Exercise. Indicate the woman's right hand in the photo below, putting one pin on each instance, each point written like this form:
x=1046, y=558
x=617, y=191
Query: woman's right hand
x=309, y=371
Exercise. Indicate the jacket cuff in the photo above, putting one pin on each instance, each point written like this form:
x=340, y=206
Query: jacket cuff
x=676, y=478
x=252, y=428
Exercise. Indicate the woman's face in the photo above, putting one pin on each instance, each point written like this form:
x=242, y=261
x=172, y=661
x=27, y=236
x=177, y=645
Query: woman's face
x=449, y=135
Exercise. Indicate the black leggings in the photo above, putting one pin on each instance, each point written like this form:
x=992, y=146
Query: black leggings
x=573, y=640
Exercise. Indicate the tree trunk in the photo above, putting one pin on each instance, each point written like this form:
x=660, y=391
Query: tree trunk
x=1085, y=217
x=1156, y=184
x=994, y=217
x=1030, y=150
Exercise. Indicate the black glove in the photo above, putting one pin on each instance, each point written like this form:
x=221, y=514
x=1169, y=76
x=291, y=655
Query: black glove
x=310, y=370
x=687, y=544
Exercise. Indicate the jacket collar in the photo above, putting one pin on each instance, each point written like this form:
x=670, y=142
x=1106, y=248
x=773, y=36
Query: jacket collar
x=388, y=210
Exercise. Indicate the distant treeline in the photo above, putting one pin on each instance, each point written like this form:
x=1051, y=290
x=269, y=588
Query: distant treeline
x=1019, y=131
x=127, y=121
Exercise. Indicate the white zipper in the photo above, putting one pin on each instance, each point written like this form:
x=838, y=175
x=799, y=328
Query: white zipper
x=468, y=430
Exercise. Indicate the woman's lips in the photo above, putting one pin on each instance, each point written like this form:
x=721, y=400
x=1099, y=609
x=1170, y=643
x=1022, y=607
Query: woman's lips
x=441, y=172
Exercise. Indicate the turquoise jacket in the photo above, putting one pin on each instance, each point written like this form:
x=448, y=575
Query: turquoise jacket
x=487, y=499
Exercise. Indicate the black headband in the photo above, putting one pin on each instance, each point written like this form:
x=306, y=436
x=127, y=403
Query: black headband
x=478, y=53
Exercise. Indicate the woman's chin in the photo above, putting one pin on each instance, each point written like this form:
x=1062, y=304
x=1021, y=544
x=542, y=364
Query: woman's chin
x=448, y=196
****************************************
- Action item -
With the line holding "x=269, y=588" as the first and the line holding "x=448, y=575" as the last, set down that range of the entries above exactly, and nothing else.

- Solution to this exercise -
x=269, y=588
Query: distant treeline
x=1019, y=131
x=127, y=121
Exercise. Indicate the white zipper in the photo above, putting one pin on each instance, each point written like this form:
x=838, y=175
x=799, y=328
Query: white zipper
x=468, y=430
Exercise. Indicate the woman's lips in the photo above, putting one pin on each instance, each point written like this form:
x=721, y=400
x=1099, y=609
x=1170, y=643
x=1022, y=607
Query: woman's lips
x=441, y=172
Exercise. Indicate the turquoise jacket in the photo above, putting one pin on each instance, each point written like this form:
x=448, y=575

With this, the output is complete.